Start of DATASET
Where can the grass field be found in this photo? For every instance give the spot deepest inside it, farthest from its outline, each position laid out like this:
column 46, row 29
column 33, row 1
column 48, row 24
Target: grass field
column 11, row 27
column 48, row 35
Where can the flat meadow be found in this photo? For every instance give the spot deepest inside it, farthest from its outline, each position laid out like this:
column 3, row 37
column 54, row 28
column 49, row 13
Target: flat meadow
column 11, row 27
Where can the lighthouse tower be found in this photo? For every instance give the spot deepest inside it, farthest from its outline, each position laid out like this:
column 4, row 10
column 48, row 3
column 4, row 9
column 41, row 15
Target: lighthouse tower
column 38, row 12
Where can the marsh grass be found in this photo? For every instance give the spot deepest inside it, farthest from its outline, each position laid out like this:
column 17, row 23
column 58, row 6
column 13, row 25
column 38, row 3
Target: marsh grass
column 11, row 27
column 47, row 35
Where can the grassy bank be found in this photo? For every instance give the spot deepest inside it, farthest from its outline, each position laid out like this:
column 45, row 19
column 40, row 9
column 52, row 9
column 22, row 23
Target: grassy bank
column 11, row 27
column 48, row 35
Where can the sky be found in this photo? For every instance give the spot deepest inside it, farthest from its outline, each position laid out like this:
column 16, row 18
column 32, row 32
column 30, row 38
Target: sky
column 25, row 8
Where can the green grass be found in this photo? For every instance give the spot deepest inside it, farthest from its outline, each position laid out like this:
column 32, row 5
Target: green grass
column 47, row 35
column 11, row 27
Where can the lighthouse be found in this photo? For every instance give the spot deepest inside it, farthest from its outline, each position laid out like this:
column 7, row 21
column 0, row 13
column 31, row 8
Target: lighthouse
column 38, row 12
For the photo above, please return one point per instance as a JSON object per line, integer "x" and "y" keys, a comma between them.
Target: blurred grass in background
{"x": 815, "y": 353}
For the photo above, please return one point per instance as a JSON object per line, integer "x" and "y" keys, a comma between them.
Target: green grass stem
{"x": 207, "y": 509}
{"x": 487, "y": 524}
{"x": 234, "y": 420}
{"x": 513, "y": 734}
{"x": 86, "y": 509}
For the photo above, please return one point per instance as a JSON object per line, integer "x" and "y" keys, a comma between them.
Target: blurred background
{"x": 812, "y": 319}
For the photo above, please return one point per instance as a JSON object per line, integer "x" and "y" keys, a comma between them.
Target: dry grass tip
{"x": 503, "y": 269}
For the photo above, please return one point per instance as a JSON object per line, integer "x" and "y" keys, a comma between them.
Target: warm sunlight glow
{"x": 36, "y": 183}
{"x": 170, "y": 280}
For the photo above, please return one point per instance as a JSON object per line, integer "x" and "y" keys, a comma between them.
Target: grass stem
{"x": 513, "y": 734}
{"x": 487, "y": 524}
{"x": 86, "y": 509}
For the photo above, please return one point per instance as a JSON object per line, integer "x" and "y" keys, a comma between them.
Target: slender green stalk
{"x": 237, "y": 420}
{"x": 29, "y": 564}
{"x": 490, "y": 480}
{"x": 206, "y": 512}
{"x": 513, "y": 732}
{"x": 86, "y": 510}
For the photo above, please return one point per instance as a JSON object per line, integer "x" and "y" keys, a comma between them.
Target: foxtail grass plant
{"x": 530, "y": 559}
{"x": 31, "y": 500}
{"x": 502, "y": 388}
End of DATASET
* WHAT IS EXPECTED *
Please output the full listing, keeping every character the same.

* YOUR RESPONSE *
Where can the grass field be found in this photo? For every instance give the spot deepest inside it, farthest from its outline, each position laid out like this:
column 46, row 29
column 33, row 1
column 48, row 24
Target: grass field
column 11, row 27
column 48, row 35
Where can the flat meadow be found in this photo? For every instance give the spot deepest inside it, farthest from its outline, each position laid out like this:
column 3, row 37
column 54, row 28
column 49, row 13
Target: flat meadow
column 11, row 27
Where can the lighthouse tower be found in this photo? For every instance give the spot deepest inside it, farthest from its outline, each position laid out like this:
column 4, row 10
column 48, row 3
column 4, row 9
column 41, row 15
Target: lighthouse tower
column 38, row 12
Where can the marsh grass be found in this photo? For every instance give the spot deepest inside it, farthest from its outline, each position laid out like this:
column 17, row 23
column 58, row 6
column 13, row 25
column 38, row 3
Target: marsh grass
column 11, row 27
column 47, row 35
Where can the grassy bank be found in this photo? For every instance give the spot deepest inside it, farthest from its outline, each position laid out like this:
column 45, row 19
column 40, row 9
column 52, row 9
column 22, row 23
Target: grassy bank
column 11, row 27
column 48, row 35
Where can the sky be found in this photo? For every instance give the spot deepest inside it, farthest from its outline, each position laid out like this:
column 16, row 18
column 32, row 32
column 30, row 38
Target: sky
column 25, row 8
Where can the green grass be found in this photo? For every instance give the spot deepest inside it, farthest from its outline, each position laid out like this:
column 32, row 5
Target: green grass
column 47, row 35
column 11, row 27
Where can the lighthouse be found in this photo? For every instance give the spot deepest inside it, farthest from its outline, each position laid out like this:
column 7, row 21
column 0, row 13
column 31, row 8
Target: lighthouse
column 38, row 12
For the photo above, please return one point per instance as a JSON object per line, integer "x" and "y" keys, a comma between them.
Target: blurred grass in background
{"x": 815, "y": 353}
For the photo above, please return one point per instance as a JSON object per line, integer "x" and "y" keys, a comma between them.
Target: green grass stem
{"x": 207, "y": 509}
{"x": 487, "y": 524}
{"x": 234, "y": 420}
{"x": 513, "y": 734}
{"x": 86, "y": 509}
For the photo above, please return one point per instance as a JSON object per line, integer "x" and "y" keys, a comma between them.
Target: blurred background
{"x": 812, "y": 319}
For the photo above, please return one point per instance as a JSON object per line, integer "x" and "y" keys, a comma between them.
Target: dry grass tip
{"x": 503, "y": 269}
For the photo above, please return one point per instance as a JSON object per line, integer "x" and "y" keys, a comma between them.
Target: warm sunlight glow
{"x": 36, "y": 183}
{"x": 170, "y": 280}
For the photo above, please return one point per instance as a JSON object per line, integer "x" and "y" keys, a comma between them.
Target: grass stem
{"x": 513, "y": 734}
{"x": 487, "y": 524}
{"x": 86, "y": 509}
For the photo above, please return one point per instance as a JSON object per line, integer "x" and "y" keys, a comma between them.
Target: slender green stalk
{"x": 237, "y": 420}
{"x": 29, "y": 564}
{"x": 490, "y": 480}
{"x": 206, "y": 512}
{"x": 513, "y": 732}
{"x": 86, "y": 510}
For the photo above, please return one point per instance as a JSON object per line, integer "x" and "y" keys, a comma between them.
Target: foxtail grass plant
{"x": 530, "y": 559}
{"x": 31, "y": 500}
{"x": 502, "y": 388}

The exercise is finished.